■ The request ■
Put the lines from the start of the items through the line containing "top-left (176, 277), bottom-right (425, 299)" into a numbered list, skipping blank lines and leaving out any pictures.

[Dataset items]
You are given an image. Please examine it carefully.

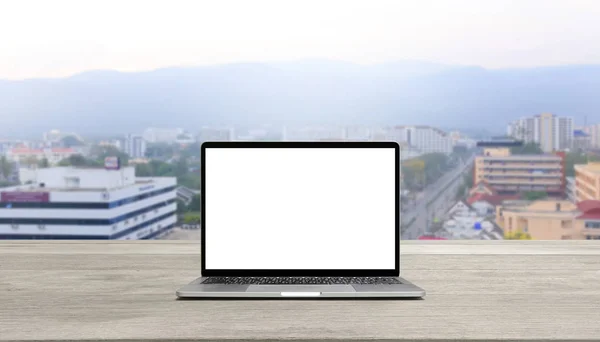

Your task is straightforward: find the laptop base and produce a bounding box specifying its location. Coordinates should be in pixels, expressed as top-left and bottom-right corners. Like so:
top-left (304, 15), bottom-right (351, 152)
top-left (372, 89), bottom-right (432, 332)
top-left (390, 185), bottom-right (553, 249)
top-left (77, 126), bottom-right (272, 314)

top-left (176, 277), bottom-right (425, 299)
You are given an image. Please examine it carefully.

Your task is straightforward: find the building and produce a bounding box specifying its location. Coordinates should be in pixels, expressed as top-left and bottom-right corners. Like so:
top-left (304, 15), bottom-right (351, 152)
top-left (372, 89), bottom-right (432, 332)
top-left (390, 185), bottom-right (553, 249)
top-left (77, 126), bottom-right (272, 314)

top-left (198, 127), bottom-right (235, 143)
top-left (496, 201), bottom-right (600, 240)
top-left (123, 134), bottom-right (146, 158)
top-left (282, 126), bottom-right (346, 141)
top-left (473, 148), bottom-right (566, 196)
top-left (580, 124), bottom-right (600, 149)
top-left (507, 113), bottom-right (573, 152)
top-left (467, 192), bottom-right (521, 216)
top-left (565, 177), bottom-right (577, 203)
top-left (142, 127), bottom-right (183, 143)
top-left (0, 163), bottom-right (177, 240)
top-left (386, 126), bottom-right (453, 154)
top-left (6, 147), bottom-right (81, 165)
top-left (575, 163), bottom-right (600, 202)
top-left (573, 129), bottom-right (591, 151)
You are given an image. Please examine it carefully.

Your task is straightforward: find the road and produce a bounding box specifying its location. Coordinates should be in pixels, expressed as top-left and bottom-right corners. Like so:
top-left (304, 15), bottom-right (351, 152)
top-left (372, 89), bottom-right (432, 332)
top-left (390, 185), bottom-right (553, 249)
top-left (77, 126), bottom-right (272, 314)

top-left (401, 156), bottom-right (475, 240)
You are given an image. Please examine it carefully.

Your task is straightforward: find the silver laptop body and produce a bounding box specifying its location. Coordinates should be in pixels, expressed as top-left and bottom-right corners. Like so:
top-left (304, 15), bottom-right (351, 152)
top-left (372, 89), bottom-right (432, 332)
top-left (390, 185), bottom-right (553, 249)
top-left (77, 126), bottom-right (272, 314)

top-left (176, 142), bottom-right (425, 299)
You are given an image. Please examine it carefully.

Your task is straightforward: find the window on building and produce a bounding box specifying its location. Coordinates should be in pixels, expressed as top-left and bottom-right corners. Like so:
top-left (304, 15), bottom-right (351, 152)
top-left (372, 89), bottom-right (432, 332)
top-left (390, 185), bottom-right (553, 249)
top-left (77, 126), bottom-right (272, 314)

top-left (585, 221), bottom-right (600, 228)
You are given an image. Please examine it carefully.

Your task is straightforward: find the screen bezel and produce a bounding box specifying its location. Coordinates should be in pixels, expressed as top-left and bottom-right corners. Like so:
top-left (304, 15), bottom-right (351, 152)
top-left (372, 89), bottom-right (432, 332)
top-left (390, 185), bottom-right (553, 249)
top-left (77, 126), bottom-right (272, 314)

top-left (200, 141), bottom-right (400, 277)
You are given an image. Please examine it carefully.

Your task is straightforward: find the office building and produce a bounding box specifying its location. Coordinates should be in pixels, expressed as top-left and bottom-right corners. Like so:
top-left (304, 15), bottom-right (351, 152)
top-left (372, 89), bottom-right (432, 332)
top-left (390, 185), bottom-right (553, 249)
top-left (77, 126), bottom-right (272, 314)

top-left (496, 201), bottom-right (600, 240)
top-left (565, 177), bottom-right (578, 203)
top-left (198, 127), bottom-right (236, 143)
top-left (142, 127), bottom-right (184, 143)
top-left (575, 163), bottom-right (600, 201)
top-left (0, 165), bottom-right (177, 240)
top-left (507, 113), bottom-right (573, 153)
top-left (386, 126), bottom-right (453, 154)
top-left (6, 147), bottom-right (81, 165)
top-left (282, 126), bottom-right (346, 141)
top-left (579, 124), bottom-right (600, 149)
top-left (123, 134), bottom-right (146, 158)
top-left (473, 148), bottom-right (566, 196)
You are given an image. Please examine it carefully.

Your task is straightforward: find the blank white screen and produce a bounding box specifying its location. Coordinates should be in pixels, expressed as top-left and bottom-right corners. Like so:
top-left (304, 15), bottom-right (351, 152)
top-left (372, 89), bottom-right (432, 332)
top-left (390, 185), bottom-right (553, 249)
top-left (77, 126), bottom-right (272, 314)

top-left (205, 148), bottom-right (396, 270)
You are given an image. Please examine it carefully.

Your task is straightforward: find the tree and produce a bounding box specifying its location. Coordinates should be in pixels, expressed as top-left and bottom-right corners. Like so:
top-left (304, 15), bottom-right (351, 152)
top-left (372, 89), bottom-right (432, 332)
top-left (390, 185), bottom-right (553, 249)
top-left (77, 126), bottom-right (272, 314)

top-left (523, 191), bottom-right (548, 201)
top-left (175, 157), bottom-right (189, 177)
top-left (504, 229), bottom-right (531, 240)
top-left (38, 158), bottom-right (50, 169)
top-left (135, 164), bottom-right (152, 177)
top-left (90, 145), bottom-right (129, 165)
top-left (177, 199), bottom-right (188, 215)
top-left (510, 142), bottom-right (544, 154)
top-left (183, 211), bottom-right (200, 224)
top-left (146, 143), bottom-right (176, 158)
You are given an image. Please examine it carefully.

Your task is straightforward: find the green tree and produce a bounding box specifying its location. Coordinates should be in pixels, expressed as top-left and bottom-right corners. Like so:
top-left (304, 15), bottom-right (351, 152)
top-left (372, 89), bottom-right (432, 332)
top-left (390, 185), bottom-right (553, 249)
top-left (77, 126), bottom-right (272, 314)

top-left (175, 157), bottom-right (189, 177)
top-left (523, 191), bottom-right (548, 201)
top-left (90, 145), bottom-right (129, 166)
top-left (146, 143), bottom-right (177, 159)
top-left (38, 158), bottom-right (50, 169)
top-left (504, 230), bottom-right (531, 240)
top-left (135, 164), bottom-right (153, 177)
top-left (177, 199), bottom-right (188, 215)
top-left (510, 142), bottom-right (544, 154)
top-left (177, 173), bottom-right (200, 190)
top-left (183, 211), bottom-right (200, 224)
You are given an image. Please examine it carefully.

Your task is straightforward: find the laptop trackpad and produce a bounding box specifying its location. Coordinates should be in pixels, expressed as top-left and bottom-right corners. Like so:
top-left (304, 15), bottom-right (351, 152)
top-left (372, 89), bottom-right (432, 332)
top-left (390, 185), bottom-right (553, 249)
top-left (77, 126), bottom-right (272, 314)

top-left (246, 285), bottom-right (356, 297)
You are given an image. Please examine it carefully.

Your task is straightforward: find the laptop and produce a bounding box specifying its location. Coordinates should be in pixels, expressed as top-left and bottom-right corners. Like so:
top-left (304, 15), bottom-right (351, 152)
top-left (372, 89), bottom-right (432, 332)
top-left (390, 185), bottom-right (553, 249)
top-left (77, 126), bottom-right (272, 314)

top-left (176, 142), bottom-right (425, 298)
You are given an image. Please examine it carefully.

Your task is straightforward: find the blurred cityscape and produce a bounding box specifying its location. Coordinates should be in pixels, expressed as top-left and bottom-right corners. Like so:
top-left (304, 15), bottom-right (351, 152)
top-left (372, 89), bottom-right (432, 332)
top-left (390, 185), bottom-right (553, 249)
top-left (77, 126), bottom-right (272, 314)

top-left (0, 113), bottom-right (600, 240)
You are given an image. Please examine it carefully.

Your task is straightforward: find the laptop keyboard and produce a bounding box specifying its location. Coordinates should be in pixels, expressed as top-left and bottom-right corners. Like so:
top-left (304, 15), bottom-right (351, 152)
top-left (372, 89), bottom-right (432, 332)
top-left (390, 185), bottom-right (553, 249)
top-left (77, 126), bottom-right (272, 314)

top-left (202, 277), bottom-right (402, 285)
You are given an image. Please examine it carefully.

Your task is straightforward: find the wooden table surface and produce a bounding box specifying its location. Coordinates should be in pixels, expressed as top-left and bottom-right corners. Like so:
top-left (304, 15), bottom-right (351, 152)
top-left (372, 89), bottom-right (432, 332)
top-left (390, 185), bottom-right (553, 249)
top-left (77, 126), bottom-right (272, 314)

top-left (0, 241), bottom-right (600, 341)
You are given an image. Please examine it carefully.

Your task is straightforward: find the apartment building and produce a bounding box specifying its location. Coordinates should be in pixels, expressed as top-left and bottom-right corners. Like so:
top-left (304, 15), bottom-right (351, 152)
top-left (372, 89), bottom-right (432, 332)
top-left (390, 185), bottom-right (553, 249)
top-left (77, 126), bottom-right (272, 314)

top-left (0, 167), bottom-right (177, 240)
top-left (6, 147), bottom-right (82, 165)
top-left (580, 124), bottom-right (600, 148)
top-left (473, 148), bottom-right (566, 196)
top-left (575, 163), bottom-right (600, 201)
top-left (387, 126), bottom-right (454, 154)
top-left (507, 113), bottom-right (574, 152)
top-left (496, 201), bottom-right (600, 240)
top-left (123, 134), bottom-right (146, 158)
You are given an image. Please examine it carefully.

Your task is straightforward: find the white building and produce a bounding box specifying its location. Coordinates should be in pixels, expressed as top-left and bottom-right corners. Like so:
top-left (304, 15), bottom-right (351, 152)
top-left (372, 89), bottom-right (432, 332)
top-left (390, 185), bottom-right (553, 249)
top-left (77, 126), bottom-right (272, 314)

top-left (198, 127), bottom-right (236, 143)
top-left (6, 147), bottom-right (83, 165)
top-left (580, 124), bottom-right (600, 148)
top-left (387, 126), bottom-right (453, 154)
top-left (506, 113), bottom-right (574, 153)
top-left (123, 134), bottom-right (146, 158)
top-left (282, 126), bottom-right (346, 141)
top-left (143, 128), bottom-right (184, 143)
top-left (0, 167), bottom-right (177, 240)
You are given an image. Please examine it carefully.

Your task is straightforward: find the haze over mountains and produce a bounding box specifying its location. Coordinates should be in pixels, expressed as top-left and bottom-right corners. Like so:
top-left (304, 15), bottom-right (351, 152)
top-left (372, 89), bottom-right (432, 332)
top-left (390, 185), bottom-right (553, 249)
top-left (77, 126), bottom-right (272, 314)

top-left (0, 60), bottom-right (600, 136)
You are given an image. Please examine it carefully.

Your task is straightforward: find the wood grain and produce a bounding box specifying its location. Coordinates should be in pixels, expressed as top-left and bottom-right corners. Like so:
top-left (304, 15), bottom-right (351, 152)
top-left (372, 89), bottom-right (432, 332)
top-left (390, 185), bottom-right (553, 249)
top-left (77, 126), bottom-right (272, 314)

top-left (0, 241), bottom-right (600, 341)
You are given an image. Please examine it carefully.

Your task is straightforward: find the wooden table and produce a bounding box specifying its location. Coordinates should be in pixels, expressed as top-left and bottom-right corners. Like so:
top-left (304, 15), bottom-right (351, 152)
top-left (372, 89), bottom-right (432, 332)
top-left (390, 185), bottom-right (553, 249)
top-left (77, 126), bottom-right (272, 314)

top-left (0, 241), bottom-right (600, 340)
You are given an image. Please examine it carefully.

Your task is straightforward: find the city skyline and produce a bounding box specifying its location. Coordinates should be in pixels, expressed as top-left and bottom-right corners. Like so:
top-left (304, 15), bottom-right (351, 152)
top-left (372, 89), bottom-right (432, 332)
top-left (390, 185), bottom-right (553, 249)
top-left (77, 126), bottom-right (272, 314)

top-left (0, 0), bottom-right (600, 79)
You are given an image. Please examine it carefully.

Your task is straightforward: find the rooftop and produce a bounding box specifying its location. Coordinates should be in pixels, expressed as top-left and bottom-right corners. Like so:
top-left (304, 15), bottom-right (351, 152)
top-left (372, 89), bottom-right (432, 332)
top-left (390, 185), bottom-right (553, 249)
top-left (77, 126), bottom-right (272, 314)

top-left (480, 153), bottom-right (561, 161)
top-left (575, 163), bottom-right (600, 175)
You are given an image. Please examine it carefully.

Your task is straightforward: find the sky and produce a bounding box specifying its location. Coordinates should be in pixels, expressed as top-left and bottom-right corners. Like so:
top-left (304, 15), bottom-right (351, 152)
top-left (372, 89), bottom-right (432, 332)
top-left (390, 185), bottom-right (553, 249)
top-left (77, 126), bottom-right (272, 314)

top-left (0, 0), bottom-right (600, 79)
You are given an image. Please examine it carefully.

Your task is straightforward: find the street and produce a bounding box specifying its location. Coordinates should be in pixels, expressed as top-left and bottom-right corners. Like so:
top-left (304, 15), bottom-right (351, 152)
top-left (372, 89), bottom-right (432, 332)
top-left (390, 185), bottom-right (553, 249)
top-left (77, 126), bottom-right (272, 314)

top-left (401, 156), bottom-right (475, 240)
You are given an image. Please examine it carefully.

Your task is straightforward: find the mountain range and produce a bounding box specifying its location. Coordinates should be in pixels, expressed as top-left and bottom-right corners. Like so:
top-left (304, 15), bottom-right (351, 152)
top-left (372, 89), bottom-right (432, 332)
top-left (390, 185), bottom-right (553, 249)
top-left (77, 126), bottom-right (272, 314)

top-left (0, 60), bottom-right (600, 136)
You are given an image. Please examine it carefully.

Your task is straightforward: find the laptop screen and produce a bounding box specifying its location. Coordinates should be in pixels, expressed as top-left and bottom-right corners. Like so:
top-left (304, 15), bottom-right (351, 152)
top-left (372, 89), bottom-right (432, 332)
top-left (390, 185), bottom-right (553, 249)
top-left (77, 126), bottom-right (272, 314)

top-left (203, 143), bottom-right (398, 271)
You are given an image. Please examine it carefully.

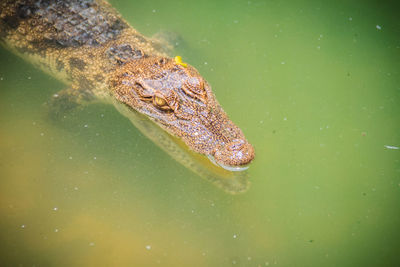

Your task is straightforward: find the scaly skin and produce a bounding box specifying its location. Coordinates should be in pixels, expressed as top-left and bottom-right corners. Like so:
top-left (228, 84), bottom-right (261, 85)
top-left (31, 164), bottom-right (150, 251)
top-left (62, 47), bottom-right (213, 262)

top-left (0, 0), bottom-right (254, 169)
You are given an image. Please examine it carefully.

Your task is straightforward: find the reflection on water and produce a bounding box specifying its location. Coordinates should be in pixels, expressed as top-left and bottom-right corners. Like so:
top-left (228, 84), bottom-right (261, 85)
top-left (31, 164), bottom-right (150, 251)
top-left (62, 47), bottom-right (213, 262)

top-left (0, 1), bottom-right (400, 266)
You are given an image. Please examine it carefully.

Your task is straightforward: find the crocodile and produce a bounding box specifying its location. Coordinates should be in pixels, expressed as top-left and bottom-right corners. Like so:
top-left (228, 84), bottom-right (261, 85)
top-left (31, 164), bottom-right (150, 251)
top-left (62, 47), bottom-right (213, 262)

top-left (0, 0), bottom-right (255, 192)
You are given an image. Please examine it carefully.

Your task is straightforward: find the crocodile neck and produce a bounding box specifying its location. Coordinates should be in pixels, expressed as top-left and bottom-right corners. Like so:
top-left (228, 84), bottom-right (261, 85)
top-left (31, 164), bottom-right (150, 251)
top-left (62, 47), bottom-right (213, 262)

top-left (0, 0), bottom-right (252, 193)
top-left (0, 0), bottom-right (165, 100)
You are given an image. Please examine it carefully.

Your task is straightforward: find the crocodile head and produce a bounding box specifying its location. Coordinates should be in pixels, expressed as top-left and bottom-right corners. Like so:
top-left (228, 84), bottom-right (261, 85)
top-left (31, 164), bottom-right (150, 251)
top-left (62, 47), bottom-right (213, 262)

top-left (112, 56), bottom-right (254, 171)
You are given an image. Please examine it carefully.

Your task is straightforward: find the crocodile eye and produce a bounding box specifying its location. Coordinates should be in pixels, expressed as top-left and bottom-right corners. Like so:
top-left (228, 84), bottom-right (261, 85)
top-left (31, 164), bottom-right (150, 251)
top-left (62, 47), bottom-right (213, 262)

top-left (153, 95), bottom-right (172, 110)
top-left (154, 96), bottom-right (167, 107)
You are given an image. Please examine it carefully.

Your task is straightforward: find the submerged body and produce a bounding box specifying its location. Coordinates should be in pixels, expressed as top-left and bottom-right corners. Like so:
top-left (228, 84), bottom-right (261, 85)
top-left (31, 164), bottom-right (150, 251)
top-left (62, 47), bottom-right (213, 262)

top-left (0, 0), bottom-right (254, 193)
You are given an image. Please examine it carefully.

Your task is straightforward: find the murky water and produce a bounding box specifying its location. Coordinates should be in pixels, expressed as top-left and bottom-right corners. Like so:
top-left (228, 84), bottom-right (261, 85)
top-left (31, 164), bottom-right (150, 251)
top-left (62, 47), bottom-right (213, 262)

top-left (0, 0), bottom-right (400, 266)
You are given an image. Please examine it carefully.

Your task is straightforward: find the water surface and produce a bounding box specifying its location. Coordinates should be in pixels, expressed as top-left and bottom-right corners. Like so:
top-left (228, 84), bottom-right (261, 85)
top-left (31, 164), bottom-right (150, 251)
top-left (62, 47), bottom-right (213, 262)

top-left (0, 0), bottom-right (400, 266)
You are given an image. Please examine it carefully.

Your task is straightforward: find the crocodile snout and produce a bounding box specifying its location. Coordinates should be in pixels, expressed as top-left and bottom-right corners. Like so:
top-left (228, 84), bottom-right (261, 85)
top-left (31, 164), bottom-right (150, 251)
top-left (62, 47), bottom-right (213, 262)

top-left (214, 139), bottom-right (254, 171)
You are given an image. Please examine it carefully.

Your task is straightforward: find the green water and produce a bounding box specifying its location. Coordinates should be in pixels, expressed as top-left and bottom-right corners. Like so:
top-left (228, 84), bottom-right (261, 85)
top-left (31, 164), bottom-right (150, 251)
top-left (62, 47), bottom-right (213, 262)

top-left (0, 0), bottom-right (400, 266)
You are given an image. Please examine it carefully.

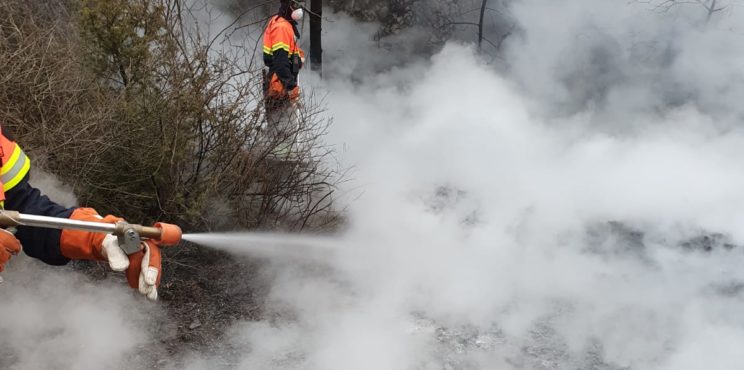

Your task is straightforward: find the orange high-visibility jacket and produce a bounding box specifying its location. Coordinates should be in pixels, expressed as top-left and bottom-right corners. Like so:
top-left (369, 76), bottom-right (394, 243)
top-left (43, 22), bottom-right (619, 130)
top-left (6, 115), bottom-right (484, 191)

top-left (0, 128), bottom-right (31, 204)
top-left (263, 16), bottom-right (305, 98)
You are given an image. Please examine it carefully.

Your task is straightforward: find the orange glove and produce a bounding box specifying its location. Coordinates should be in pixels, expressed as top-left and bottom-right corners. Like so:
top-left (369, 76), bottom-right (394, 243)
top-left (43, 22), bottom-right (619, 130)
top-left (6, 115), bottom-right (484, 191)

top-left (0, 229), bottom-right (21, 272)
top-left (59, 208), bottom-right (161, 300)
top-left (287, 86), bottom-right (300, 101)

■ Result ■
1. You are given an image. Please examine it carefully.
2. Your task is straightforward: find the laptop base and produce a bounding box specifying its location. Coordinates should be in pixels, expressed as top-left and bottom-right corners. Like so:
3. top-left (304, 15), bottom-right (351, 152)
4. top-left (372, 89), bottom-right (432, 332)
5. top-left (390, 185), bottom-right (553, 249)
6. top-left (77, 126), bottom-right (272, 314)
7. top-left (176, 277), bottom-right (425, 299)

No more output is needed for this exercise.